### Task inputs
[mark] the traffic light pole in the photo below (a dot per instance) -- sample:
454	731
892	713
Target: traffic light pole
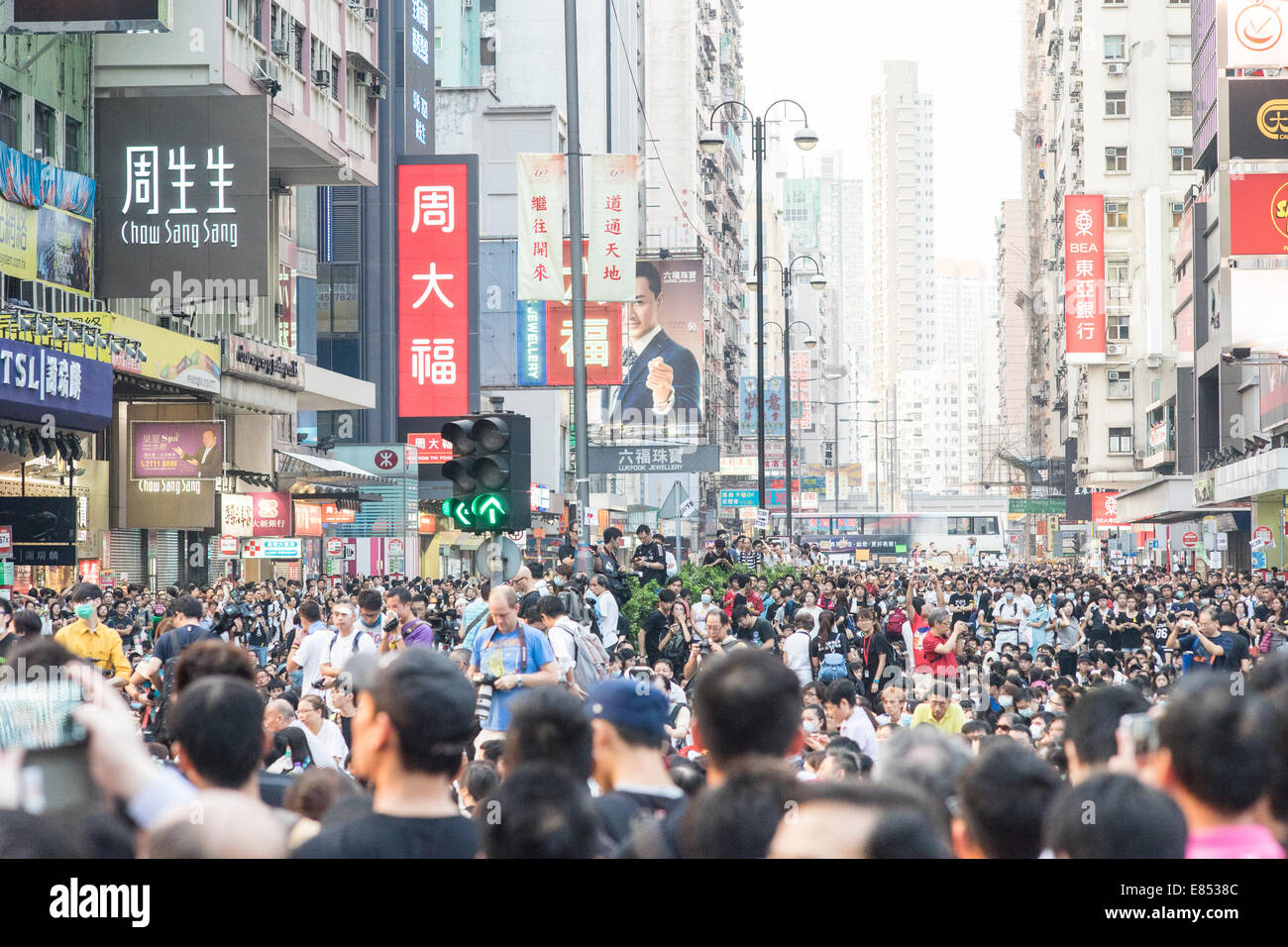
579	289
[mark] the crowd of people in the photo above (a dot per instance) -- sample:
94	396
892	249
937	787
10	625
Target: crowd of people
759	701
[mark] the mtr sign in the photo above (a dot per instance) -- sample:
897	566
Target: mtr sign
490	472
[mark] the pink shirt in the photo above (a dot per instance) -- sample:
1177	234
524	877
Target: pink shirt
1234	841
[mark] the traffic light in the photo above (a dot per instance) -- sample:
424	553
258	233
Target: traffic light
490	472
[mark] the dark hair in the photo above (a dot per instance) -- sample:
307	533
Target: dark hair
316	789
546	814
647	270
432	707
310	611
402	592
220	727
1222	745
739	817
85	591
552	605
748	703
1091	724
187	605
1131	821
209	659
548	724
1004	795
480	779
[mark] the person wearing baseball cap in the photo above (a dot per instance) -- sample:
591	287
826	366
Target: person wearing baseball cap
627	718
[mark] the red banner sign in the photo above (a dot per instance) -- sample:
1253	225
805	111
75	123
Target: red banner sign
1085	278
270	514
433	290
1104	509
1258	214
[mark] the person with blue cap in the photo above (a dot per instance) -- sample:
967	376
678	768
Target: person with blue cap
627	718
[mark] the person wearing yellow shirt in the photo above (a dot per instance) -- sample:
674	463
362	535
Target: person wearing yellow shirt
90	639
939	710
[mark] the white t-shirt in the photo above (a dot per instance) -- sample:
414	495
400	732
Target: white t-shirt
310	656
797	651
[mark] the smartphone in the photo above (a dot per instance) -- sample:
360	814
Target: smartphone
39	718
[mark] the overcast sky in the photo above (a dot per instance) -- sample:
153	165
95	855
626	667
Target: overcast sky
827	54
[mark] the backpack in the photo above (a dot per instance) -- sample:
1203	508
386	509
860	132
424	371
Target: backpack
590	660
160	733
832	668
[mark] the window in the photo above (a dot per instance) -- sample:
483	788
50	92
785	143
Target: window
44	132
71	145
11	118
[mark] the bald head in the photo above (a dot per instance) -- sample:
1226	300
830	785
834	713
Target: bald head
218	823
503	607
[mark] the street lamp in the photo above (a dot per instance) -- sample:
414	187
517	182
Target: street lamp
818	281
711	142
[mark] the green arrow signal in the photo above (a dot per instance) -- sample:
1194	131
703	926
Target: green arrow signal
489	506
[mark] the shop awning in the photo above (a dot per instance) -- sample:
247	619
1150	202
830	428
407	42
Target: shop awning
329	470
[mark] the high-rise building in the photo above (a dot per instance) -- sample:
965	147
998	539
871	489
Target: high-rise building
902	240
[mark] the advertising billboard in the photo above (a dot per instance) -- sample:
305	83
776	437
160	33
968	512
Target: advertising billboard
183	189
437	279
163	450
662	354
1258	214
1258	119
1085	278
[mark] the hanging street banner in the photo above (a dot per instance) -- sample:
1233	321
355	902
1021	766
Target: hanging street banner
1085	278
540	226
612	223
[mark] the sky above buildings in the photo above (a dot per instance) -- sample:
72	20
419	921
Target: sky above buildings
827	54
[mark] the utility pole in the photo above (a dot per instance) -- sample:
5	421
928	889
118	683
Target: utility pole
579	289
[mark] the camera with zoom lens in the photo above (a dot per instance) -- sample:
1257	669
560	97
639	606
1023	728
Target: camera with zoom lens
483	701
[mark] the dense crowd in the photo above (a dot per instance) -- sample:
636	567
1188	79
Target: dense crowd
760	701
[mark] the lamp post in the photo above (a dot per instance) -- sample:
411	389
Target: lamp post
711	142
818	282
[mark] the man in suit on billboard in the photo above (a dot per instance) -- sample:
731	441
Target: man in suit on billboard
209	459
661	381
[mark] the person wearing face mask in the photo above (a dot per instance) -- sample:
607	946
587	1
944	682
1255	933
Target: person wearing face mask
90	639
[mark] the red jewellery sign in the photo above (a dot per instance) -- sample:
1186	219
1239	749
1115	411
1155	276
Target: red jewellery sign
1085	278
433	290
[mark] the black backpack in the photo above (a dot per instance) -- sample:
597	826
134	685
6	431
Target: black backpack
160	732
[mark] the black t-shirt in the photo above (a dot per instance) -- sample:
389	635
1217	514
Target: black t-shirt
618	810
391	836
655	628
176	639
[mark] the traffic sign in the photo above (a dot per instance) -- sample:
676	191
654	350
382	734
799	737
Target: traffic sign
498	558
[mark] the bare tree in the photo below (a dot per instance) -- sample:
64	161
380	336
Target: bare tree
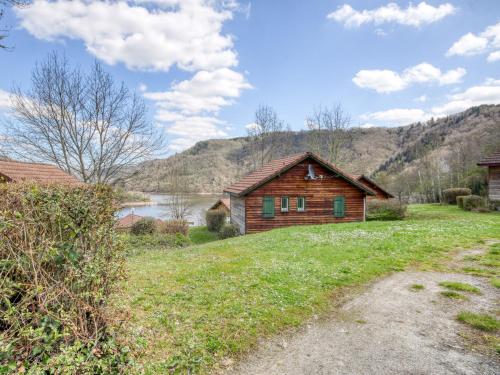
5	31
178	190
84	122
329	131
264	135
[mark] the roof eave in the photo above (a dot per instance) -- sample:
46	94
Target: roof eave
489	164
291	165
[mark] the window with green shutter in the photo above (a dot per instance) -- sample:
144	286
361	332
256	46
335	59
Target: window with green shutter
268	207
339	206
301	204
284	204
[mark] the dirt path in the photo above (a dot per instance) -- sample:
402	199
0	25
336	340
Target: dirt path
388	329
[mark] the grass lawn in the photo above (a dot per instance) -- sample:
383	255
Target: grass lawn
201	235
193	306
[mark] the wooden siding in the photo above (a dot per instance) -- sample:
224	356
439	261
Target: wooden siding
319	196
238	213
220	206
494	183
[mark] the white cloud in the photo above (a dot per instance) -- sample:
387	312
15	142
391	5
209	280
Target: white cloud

--

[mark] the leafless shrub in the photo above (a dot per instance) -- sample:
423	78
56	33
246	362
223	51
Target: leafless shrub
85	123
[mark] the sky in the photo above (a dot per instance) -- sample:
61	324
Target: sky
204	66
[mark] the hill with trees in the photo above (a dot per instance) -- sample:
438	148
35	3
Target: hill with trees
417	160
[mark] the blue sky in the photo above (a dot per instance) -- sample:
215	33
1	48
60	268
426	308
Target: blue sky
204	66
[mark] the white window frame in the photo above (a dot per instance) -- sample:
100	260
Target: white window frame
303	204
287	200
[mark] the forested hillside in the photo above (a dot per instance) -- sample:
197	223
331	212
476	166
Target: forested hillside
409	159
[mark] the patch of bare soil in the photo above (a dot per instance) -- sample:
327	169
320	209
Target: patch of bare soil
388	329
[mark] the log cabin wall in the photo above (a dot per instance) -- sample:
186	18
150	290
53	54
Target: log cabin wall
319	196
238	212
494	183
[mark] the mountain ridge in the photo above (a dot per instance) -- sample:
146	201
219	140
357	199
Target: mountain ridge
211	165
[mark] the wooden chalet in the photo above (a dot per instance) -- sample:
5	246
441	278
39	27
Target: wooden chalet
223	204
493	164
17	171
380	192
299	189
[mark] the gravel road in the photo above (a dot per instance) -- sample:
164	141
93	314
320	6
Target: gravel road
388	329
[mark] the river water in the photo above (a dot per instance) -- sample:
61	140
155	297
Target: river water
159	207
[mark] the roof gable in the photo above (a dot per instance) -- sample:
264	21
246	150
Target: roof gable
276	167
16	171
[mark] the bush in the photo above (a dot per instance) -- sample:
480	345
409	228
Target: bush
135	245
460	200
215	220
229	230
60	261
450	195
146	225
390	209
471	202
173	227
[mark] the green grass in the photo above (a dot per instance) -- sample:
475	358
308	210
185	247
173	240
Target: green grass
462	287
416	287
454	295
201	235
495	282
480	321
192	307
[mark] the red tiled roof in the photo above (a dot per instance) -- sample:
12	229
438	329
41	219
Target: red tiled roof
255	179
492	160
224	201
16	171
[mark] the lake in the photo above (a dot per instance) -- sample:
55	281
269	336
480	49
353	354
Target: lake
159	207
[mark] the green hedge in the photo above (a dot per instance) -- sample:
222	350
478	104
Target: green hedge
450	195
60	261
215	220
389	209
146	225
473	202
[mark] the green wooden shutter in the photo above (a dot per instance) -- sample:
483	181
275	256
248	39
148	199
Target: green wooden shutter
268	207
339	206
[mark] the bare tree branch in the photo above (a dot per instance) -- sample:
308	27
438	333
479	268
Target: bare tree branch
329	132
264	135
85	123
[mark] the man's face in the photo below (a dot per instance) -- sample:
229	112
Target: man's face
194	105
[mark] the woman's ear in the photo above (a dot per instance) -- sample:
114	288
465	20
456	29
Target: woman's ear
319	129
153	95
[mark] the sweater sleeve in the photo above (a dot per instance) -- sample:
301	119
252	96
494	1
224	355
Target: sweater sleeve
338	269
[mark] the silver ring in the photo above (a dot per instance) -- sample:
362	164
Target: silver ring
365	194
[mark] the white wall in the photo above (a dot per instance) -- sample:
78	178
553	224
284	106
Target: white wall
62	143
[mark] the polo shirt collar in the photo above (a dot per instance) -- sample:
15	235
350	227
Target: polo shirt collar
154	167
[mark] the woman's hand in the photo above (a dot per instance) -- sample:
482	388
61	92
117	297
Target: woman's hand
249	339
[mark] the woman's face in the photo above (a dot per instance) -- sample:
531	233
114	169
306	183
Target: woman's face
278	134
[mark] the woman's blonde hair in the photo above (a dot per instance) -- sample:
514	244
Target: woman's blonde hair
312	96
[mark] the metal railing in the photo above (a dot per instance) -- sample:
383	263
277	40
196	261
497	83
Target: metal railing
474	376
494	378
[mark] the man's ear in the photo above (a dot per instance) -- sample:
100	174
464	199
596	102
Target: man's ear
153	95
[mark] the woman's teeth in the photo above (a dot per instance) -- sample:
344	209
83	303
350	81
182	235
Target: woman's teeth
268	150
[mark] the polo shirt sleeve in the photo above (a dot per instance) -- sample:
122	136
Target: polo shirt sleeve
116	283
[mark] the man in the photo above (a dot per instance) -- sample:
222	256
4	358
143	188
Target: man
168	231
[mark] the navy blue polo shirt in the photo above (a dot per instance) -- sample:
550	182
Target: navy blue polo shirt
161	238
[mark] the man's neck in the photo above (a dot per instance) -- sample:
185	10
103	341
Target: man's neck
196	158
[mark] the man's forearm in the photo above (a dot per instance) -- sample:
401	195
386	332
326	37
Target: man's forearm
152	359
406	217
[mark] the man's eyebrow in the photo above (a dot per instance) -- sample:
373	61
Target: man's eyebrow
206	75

* * *

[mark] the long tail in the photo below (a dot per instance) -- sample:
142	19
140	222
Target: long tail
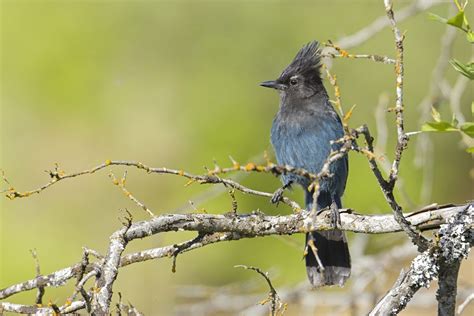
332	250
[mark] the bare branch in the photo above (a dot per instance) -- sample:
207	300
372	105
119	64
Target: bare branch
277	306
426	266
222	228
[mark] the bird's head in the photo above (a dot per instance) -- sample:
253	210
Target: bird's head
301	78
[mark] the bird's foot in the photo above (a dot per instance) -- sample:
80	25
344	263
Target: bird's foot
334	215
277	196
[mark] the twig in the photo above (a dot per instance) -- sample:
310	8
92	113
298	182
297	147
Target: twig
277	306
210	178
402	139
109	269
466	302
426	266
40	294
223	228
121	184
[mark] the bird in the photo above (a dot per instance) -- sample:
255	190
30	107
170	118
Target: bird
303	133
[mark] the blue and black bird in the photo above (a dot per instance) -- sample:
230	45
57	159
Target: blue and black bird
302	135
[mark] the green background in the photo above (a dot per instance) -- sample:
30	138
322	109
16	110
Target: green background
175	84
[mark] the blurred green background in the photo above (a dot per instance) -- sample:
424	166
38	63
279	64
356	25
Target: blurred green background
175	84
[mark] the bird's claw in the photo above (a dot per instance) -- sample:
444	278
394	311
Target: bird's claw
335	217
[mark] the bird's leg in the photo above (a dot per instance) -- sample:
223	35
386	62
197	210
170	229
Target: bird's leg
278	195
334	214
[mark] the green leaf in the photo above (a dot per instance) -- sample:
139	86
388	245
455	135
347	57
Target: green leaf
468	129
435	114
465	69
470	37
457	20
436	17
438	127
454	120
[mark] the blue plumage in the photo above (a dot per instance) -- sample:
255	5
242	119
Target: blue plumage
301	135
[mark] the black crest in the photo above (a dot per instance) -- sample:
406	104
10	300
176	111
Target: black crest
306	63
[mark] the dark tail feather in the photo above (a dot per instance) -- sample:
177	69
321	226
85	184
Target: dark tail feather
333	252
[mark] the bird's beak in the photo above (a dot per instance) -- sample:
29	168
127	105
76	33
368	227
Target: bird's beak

### What the task asks
Repeat word for word the lines above that run from the line containing "[mark] the hanging" through the line containing "[mark] the traffic sign", both ends included, and nothing else.

### Answer area
[mark] the hanging street banner in the photo above (a dot per instance) -- sample:
1233	321
355	902
1021	766
Target: hanging street banner
1085	278
540	226
612	223
[mark] the sky above buildings in the photo above (a dot per instance) -- sample:
72	20
419	921
Target: sky above buildings
827	54
[mark] the utility pole in the photo above (a dot per instance) -- sample:
5	421
928	889
118	683
Target: utility pole
579	289
[mark] the camera with zoom lens in the photo above (a dot per instance) -- sample:
1257	669
560	97
639	606
1023	728
Target: camera with zoom lens
483	701
[mark] the dense crowd in the photo above (a dot per instance) -- sample:
636	567
1188	79
Target: dense crowd
760	701
[mark] the lamp post in the photo above (a dot per instance) -- sample:
411	389
Target: lamp post
711	142
818	282
[mark] the man in suit on billboard in the photo above (a dot per instance) -- sample:
731	441
Target: man in suit on billboard
209	459
661	381
[mark] the person wearing face mask in the photo above (a dot per instance) -- sample:
607	946
587	1
944	682
1255	933
Target: person wearing face mask
90	639
[mark] the red jewellery sign in the photo above (a dot per instance) -- sample:
1186	219
1239	749
1115	411
1155	276
Target: red jewellery sign
1085	278
433	290
[mark] the black backpack in the photo above (a dot per instance) -- sample:
597	826
134	685
6	431
Target: black backpack
160	732
[mark] the black t-shirt in the photo above (a dot per instance) -- sample:
389	635
1217	514
Target: black t-shirt
618	810
391	836
655	628
176	639
[mark] the traffic sign in the photo above (a dot per instance) -- sample:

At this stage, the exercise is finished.